**What is being asked**
Pull out every line of the entries below that contains the string "wall". Copy each of those lines in full.
# start of Records supplied
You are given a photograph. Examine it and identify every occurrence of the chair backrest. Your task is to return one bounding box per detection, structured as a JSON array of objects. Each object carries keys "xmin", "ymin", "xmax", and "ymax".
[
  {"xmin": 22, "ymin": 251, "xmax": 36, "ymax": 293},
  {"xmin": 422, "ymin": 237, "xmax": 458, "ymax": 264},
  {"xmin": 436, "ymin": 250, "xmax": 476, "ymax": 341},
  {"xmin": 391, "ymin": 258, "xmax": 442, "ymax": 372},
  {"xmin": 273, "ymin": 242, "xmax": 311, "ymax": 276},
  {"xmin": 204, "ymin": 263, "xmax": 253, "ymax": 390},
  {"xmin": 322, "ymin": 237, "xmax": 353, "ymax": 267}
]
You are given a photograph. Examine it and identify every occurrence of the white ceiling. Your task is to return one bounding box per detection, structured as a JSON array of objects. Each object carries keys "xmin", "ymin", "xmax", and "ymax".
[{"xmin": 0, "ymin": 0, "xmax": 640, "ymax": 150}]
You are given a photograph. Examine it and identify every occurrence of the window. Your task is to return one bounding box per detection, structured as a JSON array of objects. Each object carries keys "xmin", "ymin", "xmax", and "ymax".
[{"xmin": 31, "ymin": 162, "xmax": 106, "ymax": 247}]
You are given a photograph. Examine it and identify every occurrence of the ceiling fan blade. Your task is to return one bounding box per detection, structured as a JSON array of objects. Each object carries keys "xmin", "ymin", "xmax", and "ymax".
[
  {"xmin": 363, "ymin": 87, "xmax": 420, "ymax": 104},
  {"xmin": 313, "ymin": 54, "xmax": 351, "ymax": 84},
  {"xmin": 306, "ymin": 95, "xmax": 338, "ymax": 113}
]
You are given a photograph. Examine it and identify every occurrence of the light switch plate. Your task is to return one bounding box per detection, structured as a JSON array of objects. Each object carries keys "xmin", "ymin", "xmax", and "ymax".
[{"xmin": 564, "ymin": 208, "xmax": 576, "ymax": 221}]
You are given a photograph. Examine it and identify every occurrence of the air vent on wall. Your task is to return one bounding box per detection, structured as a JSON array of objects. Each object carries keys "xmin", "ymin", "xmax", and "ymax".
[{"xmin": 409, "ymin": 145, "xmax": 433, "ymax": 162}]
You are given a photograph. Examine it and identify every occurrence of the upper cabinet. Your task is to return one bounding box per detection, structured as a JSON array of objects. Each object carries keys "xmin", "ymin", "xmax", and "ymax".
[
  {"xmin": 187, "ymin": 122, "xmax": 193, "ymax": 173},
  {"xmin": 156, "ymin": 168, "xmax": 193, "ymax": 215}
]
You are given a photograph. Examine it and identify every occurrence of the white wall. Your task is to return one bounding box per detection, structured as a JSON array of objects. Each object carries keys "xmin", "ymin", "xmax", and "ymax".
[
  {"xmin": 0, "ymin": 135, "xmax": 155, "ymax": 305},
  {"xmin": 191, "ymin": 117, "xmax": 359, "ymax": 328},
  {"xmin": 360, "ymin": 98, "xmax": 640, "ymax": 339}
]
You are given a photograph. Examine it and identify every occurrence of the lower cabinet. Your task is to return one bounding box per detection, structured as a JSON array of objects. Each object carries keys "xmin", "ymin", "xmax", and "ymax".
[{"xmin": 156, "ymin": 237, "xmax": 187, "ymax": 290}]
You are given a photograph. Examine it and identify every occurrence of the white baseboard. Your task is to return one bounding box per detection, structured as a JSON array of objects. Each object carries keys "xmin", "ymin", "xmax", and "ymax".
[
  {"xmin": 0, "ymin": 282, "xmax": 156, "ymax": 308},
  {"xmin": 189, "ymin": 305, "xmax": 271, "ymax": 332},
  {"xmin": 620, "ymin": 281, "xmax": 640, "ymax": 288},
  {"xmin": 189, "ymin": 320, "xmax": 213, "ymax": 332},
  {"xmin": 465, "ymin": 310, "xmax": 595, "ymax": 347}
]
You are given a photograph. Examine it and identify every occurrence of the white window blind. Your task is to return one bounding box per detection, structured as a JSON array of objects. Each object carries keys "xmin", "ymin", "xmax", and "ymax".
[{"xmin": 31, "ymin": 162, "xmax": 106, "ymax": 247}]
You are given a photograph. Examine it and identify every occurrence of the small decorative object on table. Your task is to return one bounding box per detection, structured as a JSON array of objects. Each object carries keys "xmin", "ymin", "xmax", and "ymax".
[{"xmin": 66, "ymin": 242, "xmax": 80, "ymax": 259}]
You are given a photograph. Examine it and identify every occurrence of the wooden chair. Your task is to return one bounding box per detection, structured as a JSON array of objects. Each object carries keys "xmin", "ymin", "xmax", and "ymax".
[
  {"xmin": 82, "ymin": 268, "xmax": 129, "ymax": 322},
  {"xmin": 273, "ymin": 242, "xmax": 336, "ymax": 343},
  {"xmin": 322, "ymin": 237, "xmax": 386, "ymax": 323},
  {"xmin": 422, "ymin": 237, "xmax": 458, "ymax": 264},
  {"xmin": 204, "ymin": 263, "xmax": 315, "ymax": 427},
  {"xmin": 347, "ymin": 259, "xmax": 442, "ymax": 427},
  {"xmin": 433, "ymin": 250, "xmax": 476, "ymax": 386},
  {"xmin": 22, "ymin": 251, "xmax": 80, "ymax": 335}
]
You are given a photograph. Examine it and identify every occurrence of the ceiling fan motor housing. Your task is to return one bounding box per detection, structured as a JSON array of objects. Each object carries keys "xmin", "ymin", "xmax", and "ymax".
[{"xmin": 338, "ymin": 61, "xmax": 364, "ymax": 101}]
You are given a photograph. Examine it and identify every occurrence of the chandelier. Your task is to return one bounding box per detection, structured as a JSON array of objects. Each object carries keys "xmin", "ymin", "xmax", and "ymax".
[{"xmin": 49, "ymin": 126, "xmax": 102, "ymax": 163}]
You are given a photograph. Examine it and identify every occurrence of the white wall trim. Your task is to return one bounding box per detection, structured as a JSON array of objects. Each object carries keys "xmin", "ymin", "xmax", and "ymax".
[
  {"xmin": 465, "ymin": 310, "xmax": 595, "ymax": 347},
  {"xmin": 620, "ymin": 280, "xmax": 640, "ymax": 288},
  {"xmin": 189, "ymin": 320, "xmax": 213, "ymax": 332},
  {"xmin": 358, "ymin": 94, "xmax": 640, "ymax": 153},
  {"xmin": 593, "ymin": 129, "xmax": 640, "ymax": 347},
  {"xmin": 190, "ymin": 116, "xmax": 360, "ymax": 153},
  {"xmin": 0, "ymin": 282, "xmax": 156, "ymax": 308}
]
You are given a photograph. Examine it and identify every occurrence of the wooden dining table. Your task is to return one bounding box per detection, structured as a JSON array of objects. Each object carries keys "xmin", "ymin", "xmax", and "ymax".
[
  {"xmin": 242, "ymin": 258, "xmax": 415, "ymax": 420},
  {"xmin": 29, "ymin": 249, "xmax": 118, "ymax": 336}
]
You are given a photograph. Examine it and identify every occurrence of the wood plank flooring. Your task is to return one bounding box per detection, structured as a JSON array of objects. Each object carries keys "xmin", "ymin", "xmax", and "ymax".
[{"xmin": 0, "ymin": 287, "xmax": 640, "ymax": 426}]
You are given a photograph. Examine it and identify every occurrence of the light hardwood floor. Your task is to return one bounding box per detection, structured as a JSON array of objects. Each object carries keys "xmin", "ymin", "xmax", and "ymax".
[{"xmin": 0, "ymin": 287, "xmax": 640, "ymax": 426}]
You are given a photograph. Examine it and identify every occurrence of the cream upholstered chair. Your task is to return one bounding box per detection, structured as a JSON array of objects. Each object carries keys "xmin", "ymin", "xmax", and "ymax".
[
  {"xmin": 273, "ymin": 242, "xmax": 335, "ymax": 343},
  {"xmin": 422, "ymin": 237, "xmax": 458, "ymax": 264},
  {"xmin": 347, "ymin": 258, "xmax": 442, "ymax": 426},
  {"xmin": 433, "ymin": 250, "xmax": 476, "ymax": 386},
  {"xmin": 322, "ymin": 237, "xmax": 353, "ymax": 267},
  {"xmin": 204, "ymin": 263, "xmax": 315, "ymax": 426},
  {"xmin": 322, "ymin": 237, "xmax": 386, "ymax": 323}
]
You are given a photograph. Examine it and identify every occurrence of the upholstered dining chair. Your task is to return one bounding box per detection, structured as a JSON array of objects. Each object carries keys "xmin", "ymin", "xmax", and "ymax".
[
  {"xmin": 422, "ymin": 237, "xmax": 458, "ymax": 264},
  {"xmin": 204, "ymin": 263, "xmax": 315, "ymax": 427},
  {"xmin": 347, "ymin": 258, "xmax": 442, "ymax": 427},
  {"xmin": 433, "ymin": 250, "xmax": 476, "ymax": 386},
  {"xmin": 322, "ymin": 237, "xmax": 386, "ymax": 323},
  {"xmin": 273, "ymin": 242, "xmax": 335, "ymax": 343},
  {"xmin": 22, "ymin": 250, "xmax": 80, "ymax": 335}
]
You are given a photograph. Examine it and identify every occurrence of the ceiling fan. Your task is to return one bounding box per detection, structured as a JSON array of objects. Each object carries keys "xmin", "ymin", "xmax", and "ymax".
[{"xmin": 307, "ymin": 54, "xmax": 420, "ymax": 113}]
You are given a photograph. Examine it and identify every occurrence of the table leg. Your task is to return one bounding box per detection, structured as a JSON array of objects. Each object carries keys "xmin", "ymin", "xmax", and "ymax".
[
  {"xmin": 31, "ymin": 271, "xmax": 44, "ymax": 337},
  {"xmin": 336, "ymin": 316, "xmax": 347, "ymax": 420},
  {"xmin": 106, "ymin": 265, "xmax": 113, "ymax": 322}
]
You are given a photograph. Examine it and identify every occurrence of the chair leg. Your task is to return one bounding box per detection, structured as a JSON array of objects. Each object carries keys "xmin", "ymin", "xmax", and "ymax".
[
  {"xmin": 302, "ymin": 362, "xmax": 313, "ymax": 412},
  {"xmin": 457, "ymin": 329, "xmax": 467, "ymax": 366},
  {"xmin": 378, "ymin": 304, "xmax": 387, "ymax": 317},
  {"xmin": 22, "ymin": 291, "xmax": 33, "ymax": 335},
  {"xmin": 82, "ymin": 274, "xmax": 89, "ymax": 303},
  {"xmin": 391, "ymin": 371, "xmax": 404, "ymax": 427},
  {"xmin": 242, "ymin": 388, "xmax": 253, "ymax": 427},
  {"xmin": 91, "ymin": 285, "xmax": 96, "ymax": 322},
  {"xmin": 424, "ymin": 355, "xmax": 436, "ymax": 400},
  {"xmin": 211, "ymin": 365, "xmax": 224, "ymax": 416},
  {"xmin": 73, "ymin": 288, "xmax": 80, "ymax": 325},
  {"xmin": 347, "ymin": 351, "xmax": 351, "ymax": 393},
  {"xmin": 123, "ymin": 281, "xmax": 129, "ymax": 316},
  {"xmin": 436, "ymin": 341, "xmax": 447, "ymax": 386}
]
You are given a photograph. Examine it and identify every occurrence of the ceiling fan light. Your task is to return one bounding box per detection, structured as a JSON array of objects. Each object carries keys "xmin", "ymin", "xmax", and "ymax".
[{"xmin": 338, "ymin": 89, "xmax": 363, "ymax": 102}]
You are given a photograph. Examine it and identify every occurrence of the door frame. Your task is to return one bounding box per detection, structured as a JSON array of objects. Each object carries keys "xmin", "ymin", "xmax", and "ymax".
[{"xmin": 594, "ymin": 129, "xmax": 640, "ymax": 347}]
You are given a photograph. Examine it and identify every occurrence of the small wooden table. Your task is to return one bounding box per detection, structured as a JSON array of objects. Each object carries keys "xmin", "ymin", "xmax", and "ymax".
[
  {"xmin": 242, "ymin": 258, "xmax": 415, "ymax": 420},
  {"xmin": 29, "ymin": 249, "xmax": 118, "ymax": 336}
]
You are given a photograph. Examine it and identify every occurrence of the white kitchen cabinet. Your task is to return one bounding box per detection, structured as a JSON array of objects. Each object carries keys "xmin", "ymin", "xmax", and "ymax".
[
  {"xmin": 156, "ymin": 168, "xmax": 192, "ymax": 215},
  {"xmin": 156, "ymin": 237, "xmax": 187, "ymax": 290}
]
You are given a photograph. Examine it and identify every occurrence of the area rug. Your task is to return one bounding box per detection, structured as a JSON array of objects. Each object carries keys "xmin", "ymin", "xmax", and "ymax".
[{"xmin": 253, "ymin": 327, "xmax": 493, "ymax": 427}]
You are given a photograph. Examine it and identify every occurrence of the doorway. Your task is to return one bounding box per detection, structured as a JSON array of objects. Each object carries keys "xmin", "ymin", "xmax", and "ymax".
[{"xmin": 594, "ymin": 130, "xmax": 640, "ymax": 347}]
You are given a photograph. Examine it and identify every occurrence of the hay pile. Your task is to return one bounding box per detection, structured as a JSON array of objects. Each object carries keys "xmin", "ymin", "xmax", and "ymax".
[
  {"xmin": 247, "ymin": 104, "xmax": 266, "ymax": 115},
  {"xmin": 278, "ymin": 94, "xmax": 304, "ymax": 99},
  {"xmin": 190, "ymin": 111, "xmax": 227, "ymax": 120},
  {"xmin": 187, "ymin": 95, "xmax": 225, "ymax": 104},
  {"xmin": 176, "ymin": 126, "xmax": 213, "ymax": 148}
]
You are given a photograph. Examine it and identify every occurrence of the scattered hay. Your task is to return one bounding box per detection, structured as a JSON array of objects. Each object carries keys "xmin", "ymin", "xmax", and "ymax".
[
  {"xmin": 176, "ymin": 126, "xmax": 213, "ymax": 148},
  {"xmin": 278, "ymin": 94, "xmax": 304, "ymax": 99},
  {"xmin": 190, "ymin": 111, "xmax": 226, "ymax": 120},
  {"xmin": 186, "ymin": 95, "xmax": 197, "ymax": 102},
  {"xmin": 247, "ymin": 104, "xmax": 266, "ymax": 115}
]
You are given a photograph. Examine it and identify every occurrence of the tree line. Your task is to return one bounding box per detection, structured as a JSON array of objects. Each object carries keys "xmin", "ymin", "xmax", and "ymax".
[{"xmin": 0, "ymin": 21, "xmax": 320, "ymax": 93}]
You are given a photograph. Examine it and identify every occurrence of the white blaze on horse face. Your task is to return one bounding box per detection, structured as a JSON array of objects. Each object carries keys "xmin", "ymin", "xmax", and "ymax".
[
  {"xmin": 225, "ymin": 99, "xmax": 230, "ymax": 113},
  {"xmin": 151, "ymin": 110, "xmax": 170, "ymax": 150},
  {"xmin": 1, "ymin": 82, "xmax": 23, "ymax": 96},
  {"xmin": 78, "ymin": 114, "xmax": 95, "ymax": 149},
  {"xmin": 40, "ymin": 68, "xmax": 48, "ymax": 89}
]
# end of Records supplied
**Output of the task**
You are given a photograph. Examine it and identify every occurrence of the air vent on wall. Your task is to return one bounding box per detection, structured as a JSON array of objects. Each object carries keys "xmin", "ymin", "xmax", and "ymax".
You are given a photograph. Examine it and identify every occurrence of the white wall. Your task is to return one bounding box per detection, structured as a JSON array of objects. Each object carries keys "xmin", "ymin", "xmax", and "ymax".
You are given a photograph. Examine it and identify every occurrence of the white wall trim. Your task is to return one bounding box per detection, structured as a JSON array of objects. Each object carries keys "xmin", "ymin", "xmax", and "ymax".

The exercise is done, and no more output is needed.